**Your goal:** Repeat all of the records exactly, leaving out the pictures.

**Records from a dataset:**
++++++++++

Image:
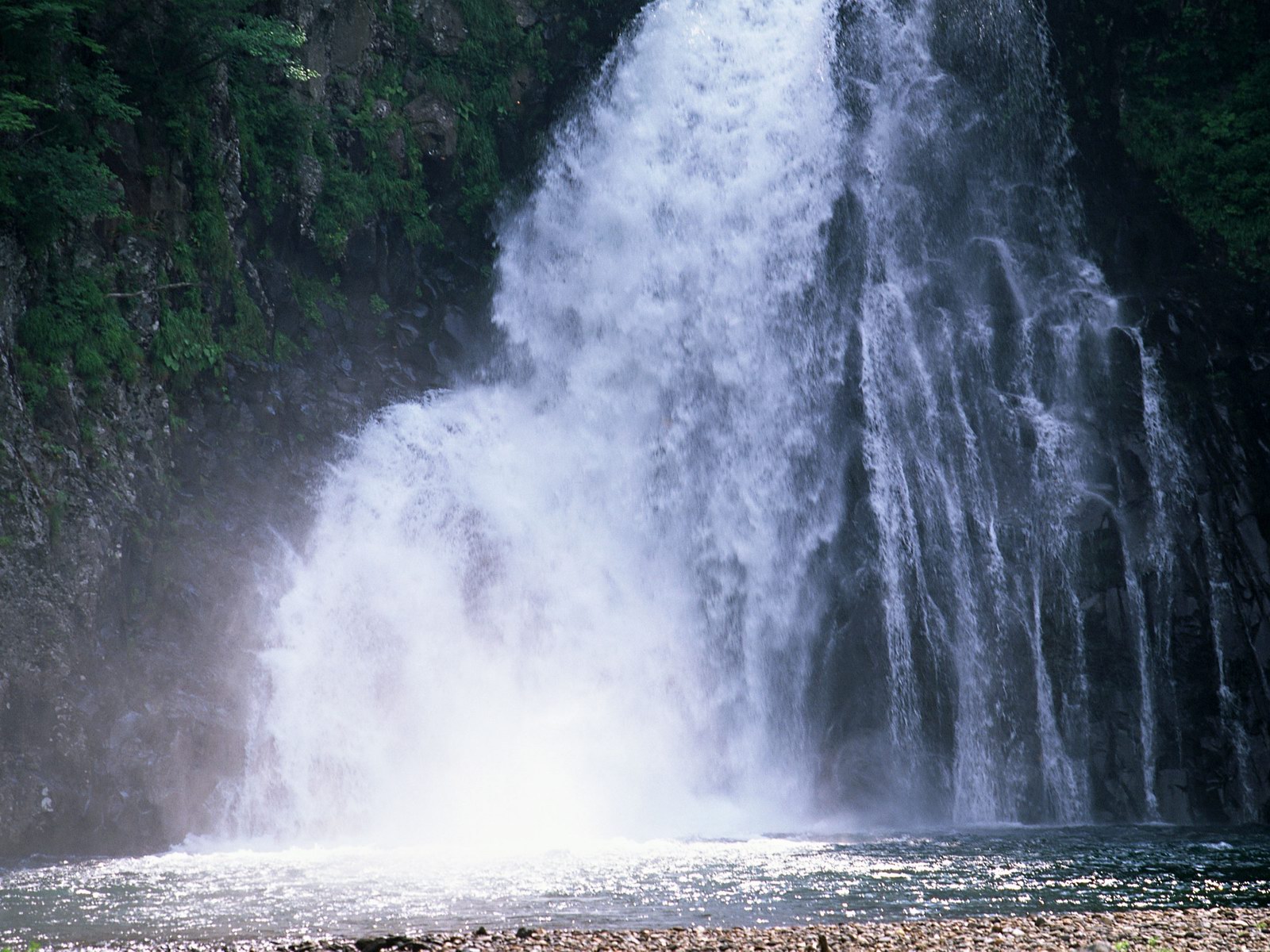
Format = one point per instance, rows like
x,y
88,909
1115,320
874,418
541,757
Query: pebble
x,y
1161,931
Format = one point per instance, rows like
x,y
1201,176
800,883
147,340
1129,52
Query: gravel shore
x,y
1226,930
1166,931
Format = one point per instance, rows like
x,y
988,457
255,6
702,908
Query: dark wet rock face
x,y
145,524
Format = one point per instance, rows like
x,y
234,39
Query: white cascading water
x,y
552,606
812,457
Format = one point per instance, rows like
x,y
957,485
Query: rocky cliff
x,y
285,249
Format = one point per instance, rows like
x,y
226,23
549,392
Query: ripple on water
x,y
200,895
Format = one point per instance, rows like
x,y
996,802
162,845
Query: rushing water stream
x,y
817,486
813,456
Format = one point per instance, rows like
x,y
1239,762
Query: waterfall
x,y
810,463
569,601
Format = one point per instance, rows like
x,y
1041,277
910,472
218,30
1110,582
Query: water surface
x,y
620,885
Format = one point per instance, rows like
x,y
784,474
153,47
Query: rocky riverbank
x,y
1164,931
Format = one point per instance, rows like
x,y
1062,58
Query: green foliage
x,y
1198,113
59,97
76,327
310,294
169,79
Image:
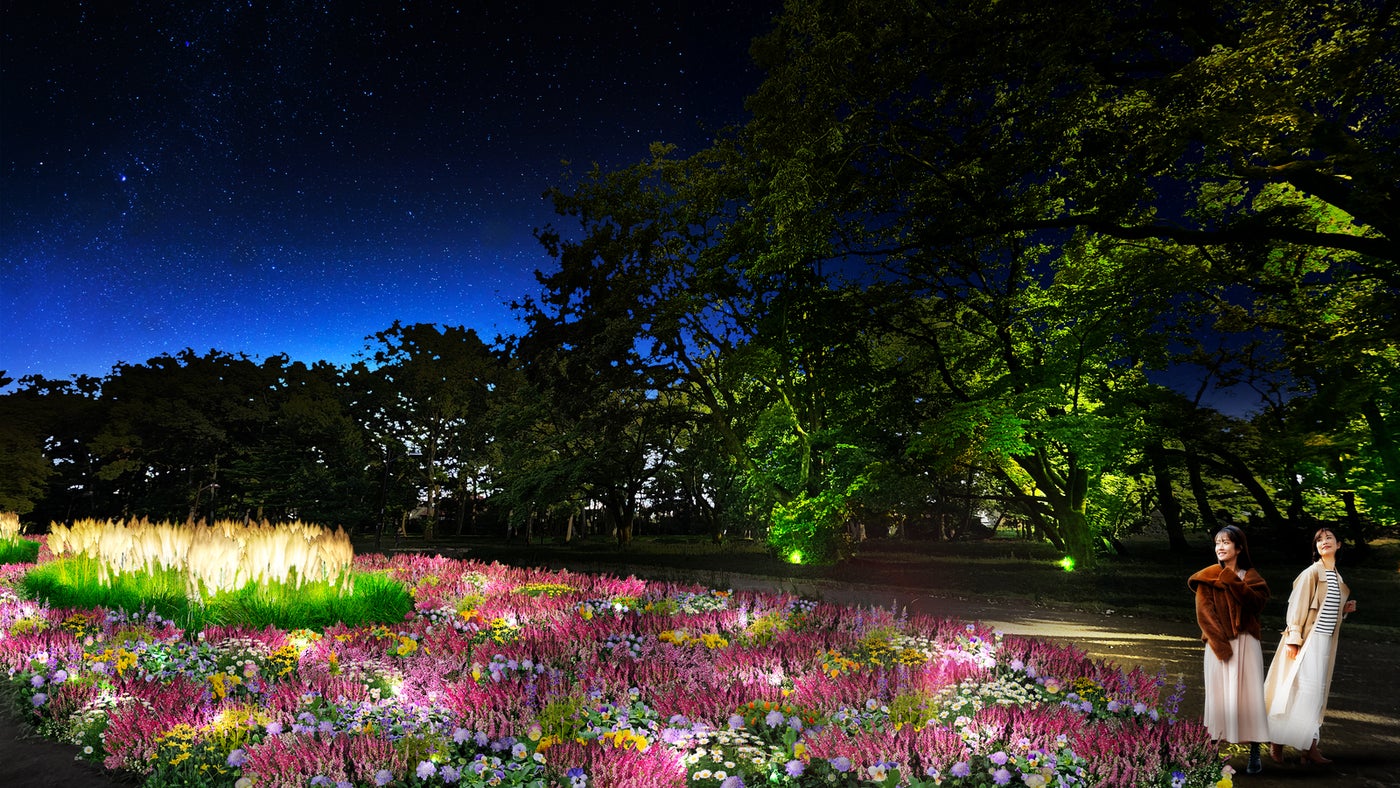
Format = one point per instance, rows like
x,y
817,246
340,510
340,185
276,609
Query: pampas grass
x,y
16,549
294,575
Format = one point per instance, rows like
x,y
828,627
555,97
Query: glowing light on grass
x,y
212,559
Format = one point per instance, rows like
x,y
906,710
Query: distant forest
x,y
930,276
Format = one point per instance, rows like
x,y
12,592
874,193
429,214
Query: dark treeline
x,y
930,276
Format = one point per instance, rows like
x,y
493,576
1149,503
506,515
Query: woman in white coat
x,y
1299,676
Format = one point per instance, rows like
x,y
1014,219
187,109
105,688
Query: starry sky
x,y
272,178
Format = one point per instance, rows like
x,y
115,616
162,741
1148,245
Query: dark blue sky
x,y
294,177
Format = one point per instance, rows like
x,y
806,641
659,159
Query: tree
x,y
426,394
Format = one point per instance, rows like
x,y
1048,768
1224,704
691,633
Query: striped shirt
x,y
1326,623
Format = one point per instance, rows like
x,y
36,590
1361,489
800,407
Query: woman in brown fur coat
x,y
1229,598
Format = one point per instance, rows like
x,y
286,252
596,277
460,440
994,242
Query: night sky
x,y
294,177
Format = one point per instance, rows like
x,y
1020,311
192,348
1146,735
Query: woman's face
x,y
1326,543
1225,549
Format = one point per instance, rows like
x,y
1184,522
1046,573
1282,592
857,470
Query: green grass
x,y
18,550
76,582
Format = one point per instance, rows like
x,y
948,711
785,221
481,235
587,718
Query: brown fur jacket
x,y
1227,606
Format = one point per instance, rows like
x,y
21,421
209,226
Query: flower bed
x,y
508,676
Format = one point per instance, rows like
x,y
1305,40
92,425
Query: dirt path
x,y
1361,732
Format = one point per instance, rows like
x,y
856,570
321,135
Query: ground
x,y
1361,732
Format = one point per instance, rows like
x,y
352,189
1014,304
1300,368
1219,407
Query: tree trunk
x,y
1385,444
1168,504
1203,501
1067,494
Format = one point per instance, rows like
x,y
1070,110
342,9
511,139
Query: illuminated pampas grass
x,y
16,549
9,525
216,559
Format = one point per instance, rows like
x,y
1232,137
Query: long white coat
x,y
1304,603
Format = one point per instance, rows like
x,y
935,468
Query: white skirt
x,y
1235,693
1301,721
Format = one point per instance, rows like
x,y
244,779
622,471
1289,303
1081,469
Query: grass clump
x,y
16,549
371,598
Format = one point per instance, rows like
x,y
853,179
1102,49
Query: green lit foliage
x,y
811,528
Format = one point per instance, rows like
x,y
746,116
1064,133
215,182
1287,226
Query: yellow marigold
x,y
223,683
125,659
626,739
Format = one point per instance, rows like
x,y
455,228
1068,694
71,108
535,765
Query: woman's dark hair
x,y
1318,535
1241,545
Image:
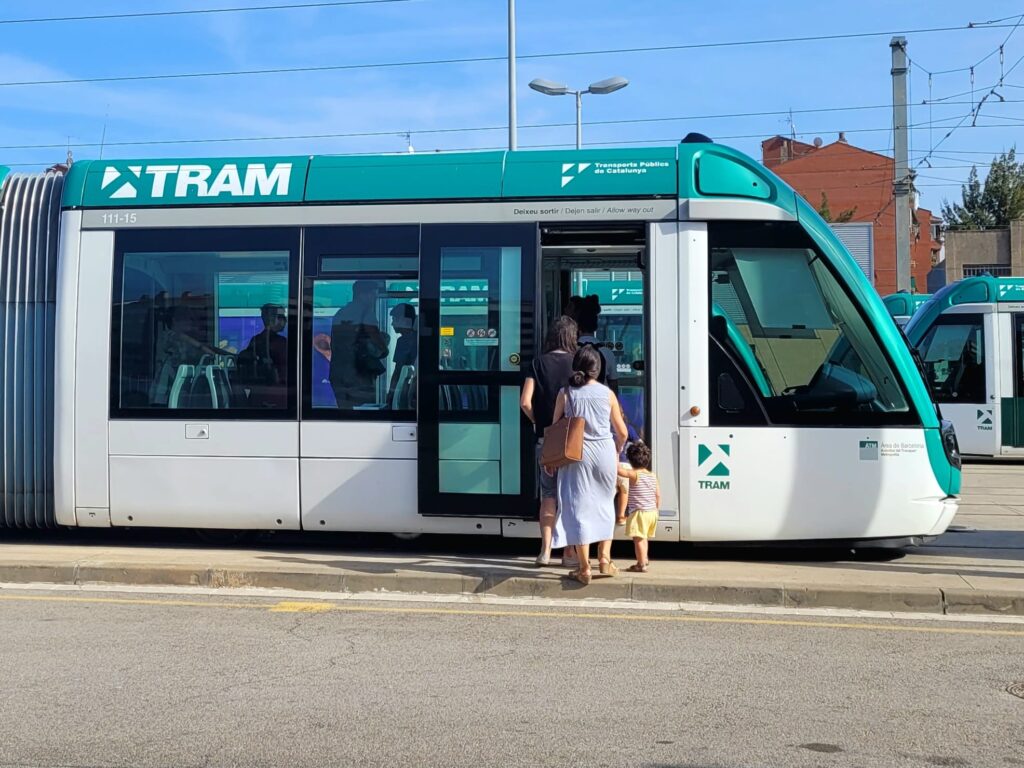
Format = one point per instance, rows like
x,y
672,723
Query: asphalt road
x,y
140,680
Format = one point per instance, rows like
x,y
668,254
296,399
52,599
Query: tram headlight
x,y
949,442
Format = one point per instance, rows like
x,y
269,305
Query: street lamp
x,y
599,88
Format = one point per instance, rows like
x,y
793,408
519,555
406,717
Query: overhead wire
x,y
479,59
471,129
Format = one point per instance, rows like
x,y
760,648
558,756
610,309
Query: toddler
x,y
644,500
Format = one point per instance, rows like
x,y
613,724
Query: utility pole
x,y
902,178
513,139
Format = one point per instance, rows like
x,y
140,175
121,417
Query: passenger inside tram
x,y
177,349
401,391
358,348
262,366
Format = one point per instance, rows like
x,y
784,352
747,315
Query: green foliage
x,y
996,203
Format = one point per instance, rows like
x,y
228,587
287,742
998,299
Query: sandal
x,y
579,576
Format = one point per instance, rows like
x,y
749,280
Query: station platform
x,y
976,567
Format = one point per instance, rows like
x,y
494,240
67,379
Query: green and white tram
x,y
971,340
337,343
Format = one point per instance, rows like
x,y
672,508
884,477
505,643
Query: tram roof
x,y
904,304
983,289
688,170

++++++++++

**Answer for this exercise:**
Image:
Format = one point per instance, rows like
x,y
88,909
1115,320
874,418
541,757
Query: pebble
x,y
1161,931
Format = one point per instance, rows like
x,y
1201,176
800,883
147,340
1129,52
Query: gravel shore
x,y
1226,930
1166,931
Format = one point per instance, rows like
x,y
988,457
255,6
702,908
Query: dark wet rock face
x,y
145,524
Format = one point per instance, rows like
x,y
234,39
Query: white cascading water
x,y
552,606
812,457
Format = one point per instance, rows like
x,y
957,485
Query: rocky cliff
x,y
285,249
Format = one point per instance, rows like
x,y
226,23
549,392
Query: ripple on water
x,y
200,895
Format = one point per instance, rows like
x,y
996,802
162,845
Query: rushing water stream
x,y
817,486
813,456
Format = one point per instance, rows like
x,y
1239,762
Query: waterfall
x,y
810,463
569,601
Format = one point per instance, rows like
x,y
1041,277
910,472
218,30
1110,582
Query: water surface
x,y
620,885
Format = one point per instance, rows like
x,y
784,474
153,47
Query: rocky riverbank
x,y
1164,931
Format = one point per instance, rows like
x,y
1062,58
Query: green foliage
x,y
1198,113
59,97
76,327
310,294
169,79
Image:
Format = one point per instance, rows like
x,y
817,246
340,510
340,185
276,609
Query: pampas grass
x,y
16,549
294,575
Format = one point per instance, rows like
x,y
828,627
555,97
Query: glowing light on grass
x,y
212,559
Format = one point per instance, rows like
x,y
906,710
Query: distant forest
x,y
930,276
Format = one point per instance, rows like
x,y
12,592
874,193
429,214
Query: dark treeline
x,y
930,276
Format = one point per instance, rows like
x,y
493,576
1149,503
506,515
Query: woman in white coat
x,y
1299,676
Format = one point per instance, rows like
x,y
1014,219
187,109
105,688
Query: starry sky
x,y
272,178
Format = one point per instance, rows like
x,y
115,616
162,741
1148,245
Query: dark blue sky
x,y
294,177
Format = one point per instance, rows like
x,y
806,641
659,159
Query: tree
x,y
426,394
Format = one point per instance, rows like
x,y
1048,768
1224,704
691,633
Query: striped shirt
x,y
1326,623
Format = one point per instance, rows like
x,y
36,590
1361,489
800,407
Query: woman in brown fur coat
x,y
1229,598
Format = one point per instance, rows like
x,y
286,252
596,277
460,440
994,242
Query: night sky
x,y
294,177
Format = one point per instance, rows like
x,y
1020,311
192,348
1146,735
Query: woman's face
x,y
1326,543
1225,549
Format = one point per instance, rows like
x,y
1184,522
1046,573
1282,592
857,470
Query: green grass
x,y
18,550
76,582
Format = one point per instance, rows like
x,y
948,711
785,221
481,235
587,718
Query: brown fur jacket
x,y
1227,606
Format = one point per instance, rows like
x,y
21,421
209,226
Query: flower bed
x,y
508,676
Format = one point per instance, rows like
x,y
1305,40
92,425
Query: dirt path
x,y
1361,732
Format = one point per instance, rows like
x,y
856,570
321,135
Query: ground
x,y
1361,732
Format = one point per instance, rows like
x,y
352,189
1014,304
1300,368
1219,407
Query: tree trunk
x,y
1385,444
1168,504
1203,501
1067,494
Format = one point per instance, rows like
x,y
1070,110
342,9
511,139
Query: illuminated pampas grass
x,y
16,549
9,525
216,559
Format = one point per instance, rows like
x,y
1232,137
Query: long white coat
x,y
1304,603
Format = one point per instance, rows like
x,y
935,468
Query: white skirt
x,y
1235,693
1301,721
Format = one point per instance, rows like
x,y
244,779
622,471
1289,303
1081,469
Query: grass clump
x,y
16,549
371,598
Format = one point per instance, rows like
x,y
853,179
1102,49
Query: green lit foliage
x,y
811,528
Format = one point per instance, rows like
x,y
746,116
1064,133
215,182
1287,226
Query: yellow marigold
x,y
223,683
125,659
626,739
Format = one point per instance, rows like
x,y
455,228
1068,694
71,108
535,765
Query: woman's dark hair
x,y
1318,535
1241,545
Image:
Format = one point per instance, rows like
x,y
672,723
Query: asphalt road
x,y
140,680
Format = one point per instance, rows like
x,y
668,254
296,399
52,599
Query: tram headlight
x,y
949,442
Format = one point per instance, rows like
x,y
269,305
Query: street lamp
x,y
599,88
Format = one point per instance, rows like
x,y
793,408
519,555
406,717
Query: overhead wire
x,y
479,59
471,129
Format = one point per instance, rows like
x,y
760,648
558,756
610,309
Query: toddler
x,y
644,500
Format = one point per instance, rows like
x,y
613,724
Query: utility pole
x,y
902,178
513,139
Format = one point per instance, rows like
x,y
140,175
121,417
Query: passenger inside tram
x,y
177,349
401,391
358,348
262,366
Format = one point per instance, rows like
x,y
784,352
747,315
Query: green foliage
x,y
996,203
Format = one point per instance, rows like
x,y
228,587
287,742
998,299
Query: sandal
x,y
579,576
Format = one point per instance, rows like
x,y
749,280
Query: station platform
x,y
976,567
Format = one point per instance, rows like
x,y
494,240
67,379
Query: green and white tram
x,y
971,340
337,343
Format = one point per instance, rows like
x,y
672,508
884,477
505,643
Query: tram roof
x,y
904,304
983,289
688,170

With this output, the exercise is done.